# [EXERCISE INPUTS]
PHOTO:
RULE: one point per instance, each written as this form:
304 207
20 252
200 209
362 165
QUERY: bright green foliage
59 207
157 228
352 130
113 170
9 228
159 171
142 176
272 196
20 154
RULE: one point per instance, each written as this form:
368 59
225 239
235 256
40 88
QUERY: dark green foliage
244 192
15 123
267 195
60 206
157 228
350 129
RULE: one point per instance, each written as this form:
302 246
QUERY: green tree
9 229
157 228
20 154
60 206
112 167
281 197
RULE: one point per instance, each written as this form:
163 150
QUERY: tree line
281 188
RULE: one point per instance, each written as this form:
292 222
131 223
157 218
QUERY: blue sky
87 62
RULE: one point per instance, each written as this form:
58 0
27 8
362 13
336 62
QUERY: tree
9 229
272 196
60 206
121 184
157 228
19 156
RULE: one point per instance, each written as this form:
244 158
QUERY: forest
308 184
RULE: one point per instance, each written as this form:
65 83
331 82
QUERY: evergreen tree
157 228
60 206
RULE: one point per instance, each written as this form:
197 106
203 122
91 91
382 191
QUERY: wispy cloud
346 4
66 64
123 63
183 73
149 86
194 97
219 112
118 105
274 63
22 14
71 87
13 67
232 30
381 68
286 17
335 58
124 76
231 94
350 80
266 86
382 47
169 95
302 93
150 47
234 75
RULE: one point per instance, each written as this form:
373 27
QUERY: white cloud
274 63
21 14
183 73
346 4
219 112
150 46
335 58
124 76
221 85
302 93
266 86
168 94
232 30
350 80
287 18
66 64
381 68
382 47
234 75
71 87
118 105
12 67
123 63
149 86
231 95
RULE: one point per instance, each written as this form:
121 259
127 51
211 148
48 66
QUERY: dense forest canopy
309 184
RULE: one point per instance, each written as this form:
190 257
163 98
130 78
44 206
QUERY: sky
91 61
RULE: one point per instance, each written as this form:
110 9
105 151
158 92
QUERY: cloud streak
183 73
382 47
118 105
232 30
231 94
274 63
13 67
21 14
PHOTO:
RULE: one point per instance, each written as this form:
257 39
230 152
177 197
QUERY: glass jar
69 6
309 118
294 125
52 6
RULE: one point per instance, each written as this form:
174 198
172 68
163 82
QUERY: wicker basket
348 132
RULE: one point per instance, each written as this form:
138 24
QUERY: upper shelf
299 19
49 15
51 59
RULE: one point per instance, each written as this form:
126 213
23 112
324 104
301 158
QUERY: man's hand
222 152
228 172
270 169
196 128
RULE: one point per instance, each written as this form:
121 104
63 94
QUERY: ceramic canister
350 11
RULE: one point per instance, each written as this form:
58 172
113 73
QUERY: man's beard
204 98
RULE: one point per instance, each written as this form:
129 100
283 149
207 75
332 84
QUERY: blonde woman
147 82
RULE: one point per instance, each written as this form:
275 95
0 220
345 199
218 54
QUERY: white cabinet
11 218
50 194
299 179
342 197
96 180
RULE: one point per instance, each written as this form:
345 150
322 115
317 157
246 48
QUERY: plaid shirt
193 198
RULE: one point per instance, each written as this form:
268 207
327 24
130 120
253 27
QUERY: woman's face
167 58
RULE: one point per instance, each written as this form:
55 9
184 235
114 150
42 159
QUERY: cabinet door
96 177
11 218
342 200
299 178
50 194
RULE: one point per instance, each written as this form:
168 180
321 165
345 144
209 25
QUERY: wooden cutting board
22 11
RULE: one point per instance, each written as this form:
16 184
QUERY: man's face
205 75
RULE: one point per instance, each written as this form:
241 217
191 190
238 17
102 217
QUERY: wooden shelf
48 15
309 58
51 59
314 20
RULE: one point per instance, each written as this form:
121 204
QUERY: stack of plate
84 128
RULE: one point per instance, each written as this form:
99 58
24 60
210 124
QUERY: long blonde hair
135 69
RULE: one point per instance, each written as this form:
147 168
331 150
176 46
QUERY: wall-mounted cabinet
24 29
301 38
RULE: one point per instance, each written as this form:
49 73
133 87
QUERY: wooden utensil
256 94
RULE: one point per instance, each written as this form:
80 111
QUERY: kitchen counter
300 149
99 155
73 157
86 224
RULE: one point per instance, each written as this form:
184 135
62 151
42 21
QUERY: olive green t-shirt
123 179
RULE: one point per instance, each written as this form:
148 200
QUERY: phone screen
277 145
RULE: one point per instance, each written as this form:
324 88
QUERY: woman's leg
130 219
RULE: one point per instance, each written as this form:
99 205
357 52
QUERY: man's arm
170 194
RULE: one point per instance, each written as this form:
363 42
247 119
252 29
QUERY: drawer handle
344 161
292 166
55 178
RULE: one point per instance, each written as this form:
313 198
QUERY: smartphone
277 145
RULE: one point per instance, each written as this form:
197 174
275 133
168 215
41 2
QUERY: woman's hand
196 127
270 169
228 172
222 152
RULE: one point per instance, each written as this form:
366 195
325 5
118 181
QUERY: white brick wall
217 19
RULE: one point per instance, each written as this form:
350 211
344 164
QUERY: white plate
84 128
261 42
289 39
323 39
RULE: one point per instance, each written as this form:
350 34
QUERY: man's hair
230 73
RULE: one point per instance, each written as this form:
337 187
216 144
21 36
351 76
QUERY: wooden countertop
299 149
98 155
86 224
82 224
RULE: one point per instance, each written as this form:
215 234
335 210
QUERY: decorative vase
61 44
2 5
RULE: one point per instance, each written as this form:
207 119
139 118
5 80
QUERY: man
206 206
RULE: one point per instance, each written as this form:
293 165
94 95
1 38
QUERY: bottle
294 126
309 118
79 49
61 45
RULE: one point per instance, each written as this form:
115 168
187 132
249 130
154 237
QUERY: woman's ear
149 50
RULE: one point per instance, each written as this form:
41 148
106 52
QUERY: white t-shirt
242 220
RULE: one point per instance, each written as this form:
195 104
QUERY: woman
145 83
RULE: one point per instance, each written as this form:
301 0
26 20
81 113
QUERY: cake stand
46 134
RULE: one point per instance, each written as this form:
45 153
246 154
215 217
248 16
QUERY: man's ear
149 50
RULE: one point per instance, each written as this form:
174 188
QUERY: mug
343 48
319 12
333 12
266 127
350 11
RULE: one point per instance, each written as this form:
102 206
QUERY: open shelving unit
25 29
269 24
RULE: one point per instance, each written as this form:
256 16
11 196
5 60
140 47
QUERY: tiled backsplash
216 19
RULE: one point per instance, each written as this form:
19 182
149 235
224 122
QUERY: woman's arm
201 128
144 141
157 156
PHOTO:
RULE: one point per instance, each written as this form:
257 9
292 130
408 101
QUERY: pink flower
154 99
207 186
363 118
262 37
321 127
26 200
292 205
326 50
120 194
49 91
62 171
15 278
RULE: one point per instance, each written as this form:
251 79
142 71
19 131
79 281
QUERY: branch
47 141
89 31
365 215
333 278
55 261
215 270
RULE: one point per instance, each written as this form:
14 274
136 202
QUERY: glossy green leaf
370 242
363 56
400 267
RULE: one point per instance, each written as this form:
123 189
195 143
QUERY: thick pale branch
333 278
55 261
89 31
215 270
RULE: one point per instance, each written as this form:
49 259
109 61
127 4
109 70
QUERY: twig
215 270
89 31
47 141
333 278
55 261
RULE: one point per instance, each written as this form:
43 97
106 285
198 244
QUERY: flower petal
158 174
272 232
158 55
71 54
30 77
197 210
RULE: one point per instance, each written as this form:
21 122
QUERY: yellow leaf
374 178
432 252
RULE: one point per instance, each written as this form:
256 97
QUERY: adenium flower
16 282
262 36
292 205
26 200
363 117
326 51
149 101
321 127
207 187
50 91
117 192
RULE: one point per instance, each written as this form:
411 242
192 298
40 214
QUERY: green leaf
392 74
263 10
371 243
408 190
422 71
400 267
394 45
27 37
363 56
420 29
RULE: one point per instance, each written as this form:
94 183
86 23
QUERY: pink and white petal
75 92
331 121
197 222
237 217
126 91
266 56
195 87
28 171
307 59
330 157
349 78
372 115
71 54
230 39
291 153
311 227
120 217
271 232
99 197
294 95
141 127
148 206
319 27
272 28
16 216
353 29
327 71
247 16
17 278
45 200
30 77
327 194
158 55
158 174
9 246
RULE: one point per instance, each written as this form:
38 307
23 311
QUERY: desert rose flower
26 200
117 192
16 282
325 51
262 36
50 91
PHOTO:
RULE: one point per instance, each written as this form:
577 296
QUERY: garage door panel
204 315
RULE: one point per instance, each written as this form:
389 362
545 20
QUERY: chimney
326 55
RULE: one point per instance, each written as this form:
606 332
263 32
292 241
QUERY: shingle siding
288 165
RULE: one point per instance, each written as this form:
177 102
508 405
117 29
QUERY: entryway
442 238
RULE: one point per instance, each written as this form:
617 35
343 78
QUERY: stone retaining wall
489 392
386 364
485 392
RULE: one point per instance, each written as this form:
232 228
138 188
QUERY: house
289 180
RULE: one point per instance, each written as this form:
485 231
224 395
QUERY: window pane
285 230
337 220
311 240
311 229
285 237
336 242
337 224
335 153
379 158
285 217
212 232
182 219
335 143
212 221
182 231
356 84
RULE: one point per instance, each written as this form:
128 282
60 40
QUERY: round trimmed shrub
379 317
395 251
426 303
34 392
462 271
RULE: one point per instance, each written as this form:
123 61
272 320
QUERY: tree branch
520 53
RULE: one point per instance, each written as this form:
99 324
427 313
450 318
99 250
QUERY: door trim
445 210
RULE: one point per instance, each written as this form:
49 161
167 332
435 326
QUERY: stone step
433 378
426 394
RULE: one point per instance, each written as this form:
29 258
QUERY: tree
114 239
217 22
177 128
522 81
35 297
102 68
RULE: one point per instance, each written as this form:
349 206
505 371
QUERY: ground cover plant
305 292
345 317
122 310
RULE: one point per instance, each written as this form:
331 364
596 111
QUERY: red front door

# [GIVEN TASK]
How many of the lines above contain the string "flower"? Reply with the number only.

# [SOLUTION BELOW]
4